**TASK OBJECTIVE:** Output the entries in full and verbatim, pictures omitted.

**LISTED RECORDS:**

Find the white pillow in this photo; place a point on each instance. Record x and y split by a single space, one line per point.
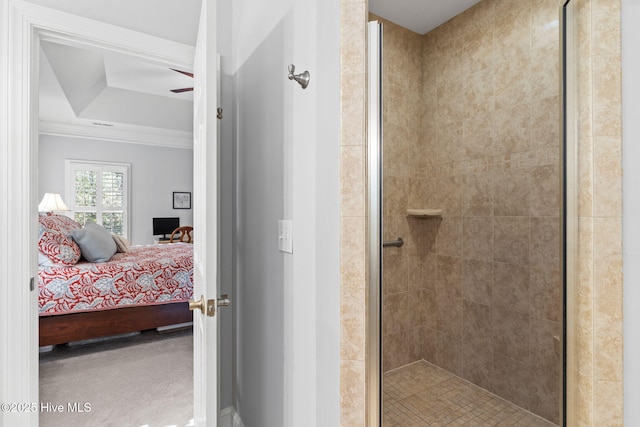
96 243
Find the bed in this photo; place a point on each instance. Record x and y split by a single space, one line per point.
136 288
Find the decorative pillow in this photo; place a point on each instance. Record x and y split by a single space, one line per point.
60 223
58 248
122 243
96 243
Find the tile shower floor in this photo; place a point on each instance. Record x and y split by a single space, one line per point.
421 394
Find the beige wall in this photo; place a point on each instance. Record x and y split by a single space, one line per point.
471 113
599 318
599 288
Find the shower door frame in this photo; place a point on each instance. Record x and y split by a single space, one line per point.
374 235
568 217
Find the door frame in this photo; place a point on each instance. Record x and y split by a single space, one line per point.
23 26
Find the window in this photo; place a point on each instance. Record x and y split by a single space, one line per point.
99 192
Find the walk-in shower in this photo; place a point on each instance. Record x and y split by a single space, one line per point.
467 201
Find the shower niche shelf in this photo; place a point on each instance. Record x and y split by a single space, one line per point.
424 213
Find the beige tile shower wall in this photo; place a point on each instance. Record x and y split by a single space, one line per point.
490 147
599 288
599 389
353 302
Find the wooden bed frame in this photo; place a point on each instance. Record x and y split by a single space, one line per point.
64 328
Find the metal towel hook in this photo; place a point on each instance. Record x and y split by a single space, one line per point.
302 78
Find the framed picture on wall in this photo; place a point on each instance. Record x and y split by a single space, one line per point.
181 200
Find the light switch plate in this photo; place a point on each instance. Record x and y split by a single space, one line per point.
285 236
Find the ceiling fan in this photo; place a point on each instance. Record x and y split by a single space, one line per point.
186 89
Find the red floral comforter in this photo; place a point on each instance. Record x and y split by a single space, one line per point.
146 275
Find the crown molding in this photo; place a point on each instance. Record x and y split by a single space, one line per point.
159 138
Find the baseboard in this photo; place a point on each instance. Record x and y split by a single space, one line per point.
230 418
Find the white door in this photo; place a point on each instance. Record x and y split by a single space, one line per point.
205 219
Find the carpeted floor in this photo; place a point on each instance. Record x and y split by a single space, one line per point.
145 380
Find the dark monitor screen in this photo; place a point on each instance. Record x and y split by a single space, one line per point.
165 226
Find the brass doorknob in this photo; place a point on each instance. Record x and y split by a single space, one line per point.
224 301
198 305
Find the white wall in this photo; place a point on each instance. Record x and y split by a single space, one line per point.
288 150
631 208
156 172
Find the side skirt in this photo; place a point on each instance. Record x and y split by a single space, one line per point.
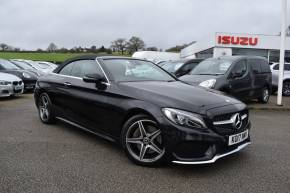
85 129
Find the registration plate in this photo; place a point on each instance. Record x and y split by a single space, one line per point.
237 138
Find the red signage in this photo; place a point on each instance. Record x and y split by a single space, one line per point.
237 40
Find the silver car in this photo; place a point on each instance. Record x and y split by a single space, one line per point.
10 85
286 79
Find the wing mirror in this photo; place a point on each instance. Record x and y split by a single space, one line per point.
97 79
236 74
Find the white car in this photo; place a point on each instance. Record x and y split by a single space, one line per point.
286 78
10 85
36 66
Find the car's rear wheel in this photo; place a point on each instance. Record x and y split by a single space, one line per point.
45 109
265 95
286 88
142 141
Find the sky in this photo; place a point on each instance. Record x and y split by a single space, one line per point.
32 24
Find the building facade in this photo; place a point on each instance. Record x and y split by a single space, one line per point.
221 44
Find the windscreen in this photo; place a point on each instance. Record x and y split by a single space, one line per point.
135 70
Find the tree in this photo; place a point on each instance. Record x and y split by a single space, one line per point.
135 44
4 46
152 49
51 47
119 45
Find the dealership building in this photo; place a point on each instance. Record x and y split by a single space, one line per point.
221 44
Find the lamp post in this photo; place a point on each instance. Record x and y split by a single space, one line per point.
282 51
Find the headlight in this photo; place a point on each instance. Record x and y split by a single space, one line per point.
3 82
184 118
208 83
26 75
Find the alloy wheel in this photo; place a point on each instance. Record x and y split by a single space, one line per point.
265 95
286 88
144 141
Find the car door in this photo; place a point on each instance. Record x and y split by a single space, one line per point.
87 103
240 80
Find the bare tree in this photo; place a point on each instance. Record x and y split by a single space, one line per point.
135 44
119 45
51 47
4 46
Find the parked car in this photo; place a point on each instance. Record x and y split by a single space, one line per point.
27 77
10 85
36 66
25 66
180 67
47 65
153 115
286 78
244 77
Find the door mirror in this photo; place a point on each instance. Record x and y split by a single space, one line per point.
236 74
97 79
256 71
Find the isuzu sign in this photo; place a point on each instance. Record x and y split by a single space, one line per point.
237 40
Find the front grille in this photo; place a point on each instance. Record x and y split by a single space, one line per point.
229 128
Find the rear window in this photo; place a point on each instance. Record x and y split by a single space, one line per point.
265 67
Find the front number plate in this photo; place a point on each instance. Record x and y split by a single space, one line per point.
237 138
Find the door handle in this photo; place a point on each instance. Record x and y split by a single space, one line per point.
67 84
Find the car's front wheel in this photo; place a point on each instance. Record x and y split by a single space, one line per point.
286 88
45 109
142 141
265 95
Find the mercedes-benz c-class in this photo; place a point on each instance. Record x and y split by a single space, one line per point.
151 114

**EXERCISE OUTPUT:**
Find the white pillow in this photo; place a point on each instance. Record x and y split by a single space, one line per point.
96 243
Find the bed in this photo; place a point on each instance. Record x and y split by a single space, one line per point.
136 288
Find the decorative pillow in this photo; place a point on each instance. Record x and y split by a single space, one line per point.
60 223
58 248
122 243
96 243
Find the tile shower floor in this photo; place a point on each instance. Record x and y split by a single space, one line per point.
421 394
Find the beige wall in this photo; place a point on each instance. Record x and y split by a single space, one line per point.
471 113
599 318
599 288
Find the shower door frame in this photo; place a point on each instance. Record x and y split by a single space, one line per point.
374 235
568 217
Find the door frame in this photo; place a point on each instance. Record x and y split by a single space, one line per point.
23 26
Find the window in this photo; place a point on each instance. Record x and y split by a single space, one line per point.
99 192
Find the walk-in shower in this photo; place a point on each instance. Record x and y split by a single space, one line per point.
467 201
Find the shower niche shelf in this photo; place a point on each instance. Record x and y split by a single space, one line per point.
424 213
Find the beige tile shower wall in this photo; place a point on each instance. Record x and y split by a single space, one line per point.
490 147
599 288
599 389
353 302
Find the wooden bed frame in this photo; place a point on each instance. Record x and y split by a single space, one line per point.
64 328
Find the metal towel hook in this photo; place a point on each instance. Record x and y split by a single space, one line per point.
302 78
Find the framed picture on wall in this photo; place a point on each instance. Record x and y split by a single space, one line per point.
181 200
Find the light switch plate in this photo; place a point on each instance. Record x and y split by a single space, one line per point.
285 236
Find the ceiling fan in this photo; place a point on each instance. Record x and y split by a single space, one line per point.
186 89
Find the red floral comforter in this photo; place a point on each instance. Record x and y split by a single space, one line per point.
146 275
Find the crown molding in this photo; place a point on each instance. Record x and y split by a single space, one line per point.
159 138
Find the baseboard in this photo; place a point on each instance. Record x and y split by a single space, one line per point.
230 418
Find the white door in this photo; place a point on each instance. Record x and y split by a single space, one line per point.
205 219
Find the carpeted floor in this photo; place a point on each instance. Record x and y split by a single space, one line per point.
145 380
Find the dark monitor screen in this photo; place a point on each instance. Record x and y split by a single space, one line per point.
165 226
Find the brass doorknob in this photo; place a point on each instance. Record x and y split by a single space, one line per point.
224 301
198 305
Find the white wall in this photo; place a point on each instance. Record x and y split by a single space, one line per point.
288 150
631 208
156 172
Find the side skirt in this photo; place a point on each instance. Record x and y split by a single space, one line per point.
85 129
Find the registration plate in this photo; place a point on each instance. Record x and y split by a single space, one line per point.
237 138
Find the red signage in this photo; place a point on each instance. Record x and y split by a single space, one line per point.
237 40
Find the silver car in this photo; place a point on each instance. Record x and y split by a single space, one line per point.
10 85
286 79
Find the wing mirror in this photo; place a point on each instance. Record x and y split by a single space, one line per point.
97 79
236 74
Find the white car in this photo; place a point on each instance. Record x and y split by a single space, one line per point.
286 78
10 85
36 66
Find the car's rear wheel in this photo; place a point on each instance. Record x and y split by a single space, one line per point.
45 109
265 95
286 88
142 141
Find the sky in this photo; place a point on each instance. Record x and y split by a single space, one line per point.
32 24
Find the building facade in this photo; place a point on each instance. Record x and y split by a single space, one line per point.
221 44
Find the windscreen in this photo; place a point on each instance. Record x and y split by a single space, one line per point.
135 70
Find the tree in this photo; place a point on each instance. Record x and y split by a single space, one line per point.
135 44
4 46
152 49
51 47
119 45
Find the dealership building in this photo; place a point on each instance. Record x and y split by a single space, one line per point.
221 44
Find the lamp post in this photo; place a point on each instance. Record x and y split by a single space, one line per point.
282 51
Find the headlight in this photo; place a point on each instance. Record x and y split by a single space, one line per point.
3 82
184 118
208 83
26 75
Find the alloy wheel in this photo; place a point on each instance. Record x and y split by a single space, one line per point.
265 95
286 88
144 141
Find the car door in this photo; place a point on each instance. Record x and y split by a single space, one line per point.
87 103
240 80
Find the bare tree in this photo; place a point on each instance. Record x and y split by a single space, one line per point.
135 44
119 45
51 47
4 46
Find the parked car in this photo; place a point on each instance. Record x and y split by a single space, one line per point.
27 77
10 85
36 66
25 66
180 67
47 65
153 115
286 78
244 77
Find the door mirror in this photo; place a point on each instance. Record x and y split by a single space, one line per point.
236 74
97 79
256 71
Find the isuzu sign in this photo; place a point on each instance. Record x and y split by a single space, one line per point.
237 40
Find the front grille in this photo; place a point on each instance. Record x and y split by a single space, one line per point.
229 128
Find the rear window in this photo; place a point on each instance. Record x and y split by a single space, one line per point.
265 67
Find the front number plate in this photo; place a point on each instance. Record x and y split by a single space, one line per point.
237 138
Find the door handle in this photo; place a point on each instance. Record x and y split by a single space, one line per point.
67 84
Find the car's front wheel in this photo; place a point on each instance. Record x and y split by a single space, one line per point.
286 88
45 109
142 141
265 95
Find the mercedes-benz c-class in this photo; place a point on each instance. Record x and y split by a single space, one line per point.
151 114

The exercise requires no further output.